**THE TASK:** Repeat the full listing, word for word.

**Data items:**
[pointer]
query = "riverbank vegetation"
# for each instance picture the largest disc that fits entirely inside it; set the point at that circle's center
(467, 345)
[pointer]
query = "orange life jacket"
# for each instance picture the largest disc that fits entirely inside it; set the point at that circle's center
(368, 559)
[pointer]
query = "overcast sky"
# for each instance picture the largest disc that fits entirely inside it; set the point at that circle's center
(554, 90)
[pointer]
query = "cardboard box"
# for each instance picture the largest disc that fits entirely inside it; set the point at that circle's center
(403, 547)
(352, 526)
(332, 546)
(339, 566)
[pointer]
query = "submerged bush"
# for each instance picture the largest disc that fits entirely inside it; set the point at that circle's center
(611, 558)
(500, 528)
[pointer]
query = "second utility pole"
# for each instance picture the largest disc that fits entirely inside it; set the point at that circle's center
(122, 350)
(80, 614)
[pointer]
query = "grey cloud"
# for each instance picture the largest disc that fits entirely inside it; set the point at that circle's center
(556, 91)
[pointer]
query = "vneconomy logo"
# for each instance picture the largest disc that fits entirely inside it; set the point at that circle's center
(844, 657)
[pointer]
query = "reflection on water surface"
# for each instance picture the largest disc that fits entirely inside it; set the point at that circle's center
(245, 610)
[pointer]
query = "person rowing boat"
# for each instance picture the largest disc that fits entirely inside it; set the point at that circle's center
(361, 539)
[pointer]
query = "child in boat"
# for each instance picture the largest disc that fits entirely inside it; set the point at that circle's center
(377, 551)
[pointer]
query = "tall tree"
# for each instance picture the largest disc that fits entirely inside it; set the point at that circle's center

**RESULT:**
[pointer]
query = "riverbank vegetation"
# for each instance picture the largest disc that fits entirely inside it; set the point at that circle's center
(467, 345)
[pointer]
query = "orange life jacket"
# for each instance picture the largest disc that fits entirely inside it; set the point at that circle's center
(368, 559)
[pointer]
query = "overcast sky"
# for each instance picture the largest disc that fits entirely inside it; set the point at that circle's center
(554, 90)
[pointer]
query = "cardboard box"
# for each instance picture the largest disc that fits entirely inside it; set the point at that circle's center
(403, 547)
(352, 526)
(332, 546)
(339, 566)
[pointer]
query = "submerged bush"
# for each instance picture the largest disc that fits entirely inside it; set the point at that circle's center
(611, 558)
(500, 528)
[pointer]
query = "second utility pole"
# for each instance picture the largest disc that fits entirely inside it; set the point at that circle's center
(122, 350)
(80, 614)
[pointer]
query = "grey cloud"
# for each instance picture the largest disc that fits entirely inside it; set the point at that circle's center
(556, 91)
[pointer]
query = "vneconomy logo"
# for each instance picture the largest disc that fits entirely inside it; set the point at that circle's center
(844, 657)
[pointer]
query = "reflection on water surface"
# for each instance picture the largest disc that fits entirely inside it; set the point at that circle's center
(245, 610)
[pointer]
query = "person rowing boat"
# for each instance picture the largest disc that fits entirely inside it; set the point at that circle's center
(361, 539)
[pointer]
query = "child in boat"
# for each instance picture the largest disc that fits entirely inside it; set the point at that circle's center
(377, 551)
[pointer]
query = "tall tree"
# for each instance picture the largest disc that fits entirely inside it; set the point at that circle's center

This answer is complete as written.